START
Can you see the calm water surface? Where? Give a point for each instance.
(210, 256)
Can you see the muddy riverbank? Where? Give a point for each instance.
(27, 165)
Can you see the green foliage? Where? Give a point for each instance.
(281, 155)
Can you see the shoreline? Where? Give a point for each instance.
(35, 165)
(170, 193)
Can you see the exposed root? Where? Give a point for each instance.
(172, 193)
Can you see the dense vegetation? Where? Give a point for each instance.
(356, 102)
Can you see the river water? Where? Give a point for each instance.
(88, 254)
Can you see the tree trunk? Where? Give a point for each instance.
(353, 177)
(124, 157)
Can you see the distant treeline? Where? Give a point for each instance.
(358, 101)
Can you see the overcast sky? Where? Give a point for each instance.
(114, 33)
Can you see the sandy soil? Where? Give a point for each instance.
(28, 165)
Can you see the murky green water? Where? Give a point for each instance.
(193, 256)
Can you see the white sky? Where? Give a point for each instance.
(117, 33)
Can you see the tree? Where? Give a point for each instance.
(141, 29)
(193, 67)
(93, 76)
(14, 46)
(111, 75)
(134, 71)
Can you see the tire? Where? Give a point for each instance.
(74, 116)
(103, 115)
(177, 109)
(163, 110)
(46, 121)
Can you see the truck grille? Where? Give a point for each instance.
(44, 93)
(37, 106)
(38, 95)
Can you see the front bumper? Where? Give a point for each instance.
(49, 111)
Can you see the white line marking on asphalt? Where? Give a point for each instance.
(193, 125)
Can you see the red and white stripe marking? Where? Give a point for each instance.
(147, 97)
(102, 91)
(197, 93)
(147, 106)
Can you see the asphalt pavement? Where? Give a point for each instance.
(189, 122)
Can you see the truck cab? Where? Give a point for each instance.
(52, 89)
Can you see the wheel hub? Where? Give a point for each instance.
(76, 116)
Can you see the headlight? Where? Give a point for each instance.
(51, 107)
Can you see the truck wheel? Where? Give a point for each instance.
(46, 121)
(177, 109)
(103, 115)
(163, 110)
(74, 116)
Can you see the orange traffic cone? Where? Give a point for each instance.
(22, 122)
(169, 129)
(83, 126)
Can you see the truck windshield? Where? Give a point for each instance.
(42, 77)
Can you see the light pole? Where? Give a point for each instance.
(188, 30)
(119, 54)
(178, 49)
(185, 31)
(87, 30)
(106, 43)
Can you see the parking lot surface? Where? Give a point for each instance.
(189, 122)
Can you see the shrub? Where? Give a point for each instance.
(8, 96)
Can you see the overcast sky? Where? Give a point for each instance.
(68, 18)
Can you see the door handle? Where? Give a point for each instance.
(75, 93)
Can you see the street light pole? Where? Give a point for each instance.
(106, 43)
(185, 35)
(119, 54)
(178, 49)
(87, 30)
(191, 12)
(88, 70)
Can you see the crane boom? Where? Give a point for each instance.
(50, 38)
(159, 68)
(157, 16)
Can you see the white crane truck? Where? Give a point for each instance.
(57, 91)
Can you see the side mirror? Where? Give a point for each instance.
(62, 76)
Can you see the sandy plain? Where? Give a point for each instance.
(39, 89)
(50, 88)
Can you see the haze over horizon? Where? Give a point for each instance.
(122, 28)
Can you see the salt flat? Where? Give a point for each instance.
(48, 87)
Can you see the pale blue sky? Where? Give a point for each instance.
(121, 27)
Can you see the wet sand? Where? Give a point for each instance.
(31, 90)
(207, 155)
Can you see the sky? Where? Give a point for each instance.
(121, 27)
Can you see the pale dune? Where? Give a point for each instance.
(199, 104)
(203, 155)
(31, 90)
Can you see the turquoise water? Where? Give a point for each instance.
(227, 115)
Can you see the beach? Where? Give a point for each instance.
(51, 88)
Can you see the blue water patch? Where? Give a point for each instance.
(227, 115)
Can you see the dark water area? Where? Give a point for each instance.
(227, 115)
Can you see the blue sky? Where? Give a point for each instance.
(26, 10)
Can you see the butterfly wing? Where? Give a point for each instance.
END
Instructions for the task:
Rewrite the rows above, replacing "instance" with "occurrence" throughout and leaving everything else unchanged.

Complete response:
Can you see the calm water surface? Where? Give a point for each occurrence.
(210, 256)
Can you see the muddy riverbank? Where? Give a point for each occurrence.
(27, 165)
Can you see the green foliage? Where? Give a point for each occurrence.
(281, 155)
Can you see the shoreline? Where? Give a point for each occurrence.
(35, 165)
(170, 193)
Can you see the exposed root? Where? Give a point for each occurrence.
(172, 193)
Can you see the dense vegetation? Where? Give a point for each occurrence.
(356, 102)
Can you see the river water? Where? Give a point for each occurrence.
(88, 254)
Can you see the tree trunk? Where? Give a point for each occurrence.
(353, 177)
(124, 157)
Can you see the distant treeline? Where? Give a point for each occurrence.
(358, 101)
Can you see the overcast sky? Where? Give a point for each occurrence.
(114, 33)
Can you see the sandy soil? Where? Give a point for each occurrence.
(28, 165)
Can you see the murky green water? Where? Give a point for each occurrence.
(193, 256)
Can you see the white sky? Where? Give a point for each occurrence.
(117, 33)
Can you see the tree? Where? Give a point for each occurrence.
(141, 29)
(193, 67)
(93, 76)
(14, 46)
(111, 75)
(134, 71)
Can you see the tire? Where? Give a point for each occurrence.
(74, 116)
(103, 115)
(177, 109)
(163, 110)
(46, 121)
Can you see the truck grille? Where? Give a point for each occurrence.
(44, 93)
(37, 106)
(38, 95)
Can you see the front bumper? Where? Give a point for each occurrence.
(49, 111)
Can you see the white line marking on asphalt? Where? Give a point for each occurrence.
(193, 125)
Can you see the red and white stripe marking? Where? Give a point for each occurrence.
(147, 97)
(102, 91)
(197, 93)
(147, 106)
Can you see the asphalt pavement? Where? Give a point for each occurrence.
(189, 122)
Can you see the truck cab? Where? Give a point for each occurrence.
(52, 89)
Can you see the wheel hub? Where? Give a point for each occurrence.
(76, 116)
Can you see the headlight? Where? Give a point for each occurrence.
(51, 107)
Can you see the truck wheel? Where? Give a point for each occurrence.
(46, 121)
(177, 109)
(103, 115)
(163, 110)
(74, 116)
Can you see the orange traffic cone? Where? Give a point for each occurrence.
(22, 122)
(169, 129)
(83, 126)
Can you see the truck windshield? Where? Give a point for each occurrence.
(42, 77)
Can you see the light pole? Where? Give a point for each occurrence.
(188, 30)
(119, 54)
(178, 49)
(185, 31)
(87, 30)
(106, 43)
Can you see the parking lot surface? Where? Give a point for each occurrence.
(189, 122)
Can you see the shrub? Where? Give a point for each occurrence.
(8, 96)
Can you see the overcast sky? Where? Give a point for each occurrence.
(68, 18)
Can you see the door handle? Where? Give a point for each occurrence.
(75, 93)
Can you see the street light pole? Where? Give a point for each occurrence.
(106, 43)
(185, 35)
(119, 54)
(178, 49)
(87, 30)
(191, 12)
(88, 70)
Can you see the crane boom? Where? Give a point for each occurrence.
(50, 38)
(159, 68)
(157, 16)
Can you see the white crane truck? Where? Give a point for each occurrence.
(57, 91)
Can you see the side mirror? Where? Give a point for each occurrence.
(62, 76)
Can you see the sandy plain? Where? Give a point for each occurrence.
(39, 89)
(50, 88)
Can you see the haze over horizon? Where? Give a point for each occurrence.
(122, 28)
Can you see the salt flat? Where? Give a point for each occurrence.
(48, 87)
Can you see the pale blue sky? Where? Give a point for each occurrence.
(121, 27)
Can you see the wet sand? Where? Give a point for each occurrence.
(31, 90)
(207, 155)
Can you see the sky? Where? Give a point for each occurrence.
(121, 27)
Can you see the pale dune? Where? Give a point for each occurrence.
(199, 104)
(203, 155)
(31, 90)
Can you see the turquoise water? Where? Give a point for each occurrence.
(227, 115)
Can you see the beach? Where? Give a point for each occurrence.
(51, 88)
Can you see the blue water patch? Where? Give a point for each occurrence.
(227, 115)
Can you see the dark water area? Where? Give a point for each occurrence.
(227, 115)
Can you see the blue sky? Where? Give a point for each occurrence.
(26, 10)
Can you see the butterfly wing? Where? Give a point for each occurrence.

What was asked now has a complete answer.